◆ **PROBLEM TO SOLVE**
Print the data that follows, exactly and completely.

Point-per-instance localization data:
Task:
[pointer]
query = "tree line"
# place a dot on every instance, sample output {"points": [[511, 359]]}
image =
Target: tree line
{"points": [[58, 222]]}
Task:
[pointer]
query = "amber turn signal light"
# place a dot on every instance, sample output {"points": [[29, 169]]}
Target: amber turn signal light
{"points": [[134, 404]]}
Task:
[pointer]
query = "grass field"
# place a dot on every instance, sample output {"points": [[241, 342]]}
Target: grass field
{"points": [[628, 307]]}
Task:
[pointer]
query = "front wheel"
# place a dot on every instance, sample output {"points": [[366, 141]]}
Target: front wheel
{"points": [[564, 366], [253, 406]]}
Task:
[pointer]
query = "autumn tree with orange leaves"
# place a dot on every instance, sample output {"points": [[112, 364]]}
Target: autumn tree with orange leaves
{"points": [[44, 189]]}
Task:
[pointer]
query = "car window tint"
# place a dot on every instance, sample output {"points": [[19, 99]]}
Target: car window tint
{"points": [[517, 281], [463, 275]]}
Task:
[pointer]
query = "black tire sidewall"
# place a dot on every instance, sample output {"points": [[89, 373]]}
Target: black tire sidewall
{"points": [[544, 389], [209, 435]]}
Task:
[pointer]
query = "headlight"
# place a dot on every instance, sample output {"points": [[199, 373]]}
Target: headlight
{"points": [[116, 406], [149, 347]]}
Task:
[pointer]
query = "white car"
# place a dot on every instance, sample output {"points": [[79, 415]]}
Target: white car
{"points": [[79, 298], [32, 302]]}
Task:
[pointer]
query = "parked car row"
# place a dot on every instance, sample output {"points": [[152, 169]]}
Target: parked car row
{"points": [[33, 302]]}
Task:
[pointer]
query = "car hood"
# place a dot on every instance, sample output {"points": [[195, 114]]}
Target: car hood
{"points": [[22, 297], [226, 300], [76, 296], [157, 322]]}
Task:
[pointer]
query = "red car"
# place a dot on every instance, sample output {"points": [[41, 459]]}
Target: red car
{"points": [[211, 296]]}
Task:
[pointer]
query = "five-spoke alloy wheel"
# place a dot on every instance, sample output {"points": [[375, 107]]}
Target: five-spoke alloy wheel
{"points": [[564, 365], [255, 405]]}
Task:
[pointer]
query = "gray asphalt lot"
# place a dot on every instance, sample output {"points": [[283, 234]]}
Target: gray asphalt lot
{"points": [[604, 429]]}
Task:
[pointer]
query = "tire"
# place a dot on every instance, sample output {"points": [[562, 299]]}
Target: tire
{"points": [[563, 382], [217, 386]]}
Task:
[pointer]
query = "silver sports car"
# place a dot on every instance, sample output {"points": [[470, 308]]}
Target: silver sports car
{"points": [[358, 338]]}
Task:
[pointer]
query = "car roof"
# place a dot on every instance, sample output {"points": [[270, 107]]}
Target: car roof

◆ **SOLUTION**
Task:
[pointer]
query = "tree line"
# place a dot on every instance, sample output {"points": [[511, 359]]}
image =
Target: tree line
{"points": [[58, 222]]}
Task:
[pointer]
query = "amber turn signal light"
# place a dot on every instance, sample output {"points": [[29, 169]]}
Target: amber turn signal light
{"points": [[134, 404]]}
Task:
[pointer]
query = "grass field"
# place a dot on every instance, sample output {"points": [[241, 342]]}
Target: grass field
{"points": [[628, 307]]}
Task:
[pointer]
query = "front wheel"
# place a dot on every instance, sample output {"points": [[366, 141]]}
Target: front wheel
{"points": [[564, 366], [253, 406]]}
Task:
[pointer]
query = "autumn tree with orange leaves"
# place a dot on every instance, sample output {"points": [[112, 364]]}
Target: autumn tree with orange leaves
{"points": [[44, 189]]}
Task:
[pointer]
query = "car window tint"
# place a dot on every instance, sample output {"points": [[19, 99]]}
Target: car window tint
{"points": [[517, 281], [463, 275]]}
Task:
[pointer]
query = "black tire sidewall"
# place a dot on every instance, sample output {"points": [[89, 373]]}
Target: black tire sidewall
{"points": [[544, 389], [209, 435]]}
Task:
[pointer]
query = "headlight"
# place a dot on every instance, sample output {"points": [[199, 373]]}
Target: headlight
{"points": [[116, 406], [149, 347]]}
Task:
[pointer]
query = "white car"
# place a dot on every instance, sample output {"points": [[79, 415]]}
Target: white car
{"points": [[79, 298], [32, 302]]}
Task:
[pointer]
query = "parked car row"
# place a dot on every instance, sample output {"points": [[152, 169]]}
Target: parked car row
{"points": [[33, 302]]}
Task:
[pointer]
query = "car hood"
# place a dot on every instance, sample output {"points": [[195, 114]]}
Target: car hood
{"points": [[22, 297], [226, 300], [76, 296], [157, 322]]}
Task:
[pointer]
query = "red car"
# place a dot on every instance, sample output {"points": [[41, 459]]}
Target: red car
{"points": [[211, 296]]}
Task:
[pointer]
query = "five-spoke alloy wheel"
# place a dot on every instance, sample output {"points": [[375, 107]]}
Target: five-spoke alloy wheel
{"points": [[564, 365], [255, 405]]}
Task:
[pointer]
query = "gray asphalt lot"
# place a dot on every instance, sample output {"points": [[283, 234]]}
Target: gray asphalt lot
{"points": [[604, 429]]}
Task:
[pointer]
query = "tire"
# place a dot on every instance, sample output {"points": [[562, 299]]}
Target: tire
{"points": [[563, 382], [217, 386]]}
Task:
[pointer]
query = "silver sports car"
# place a dot on every instance, sample output {"points": [[470, 308]]}
Target: silver sports car
{"points": [[358, 338]]}
Task:
[pointer]
query = "car roof"
# place a dot on every instance, sample output {"points": [[270, 107]]}
Target: car roof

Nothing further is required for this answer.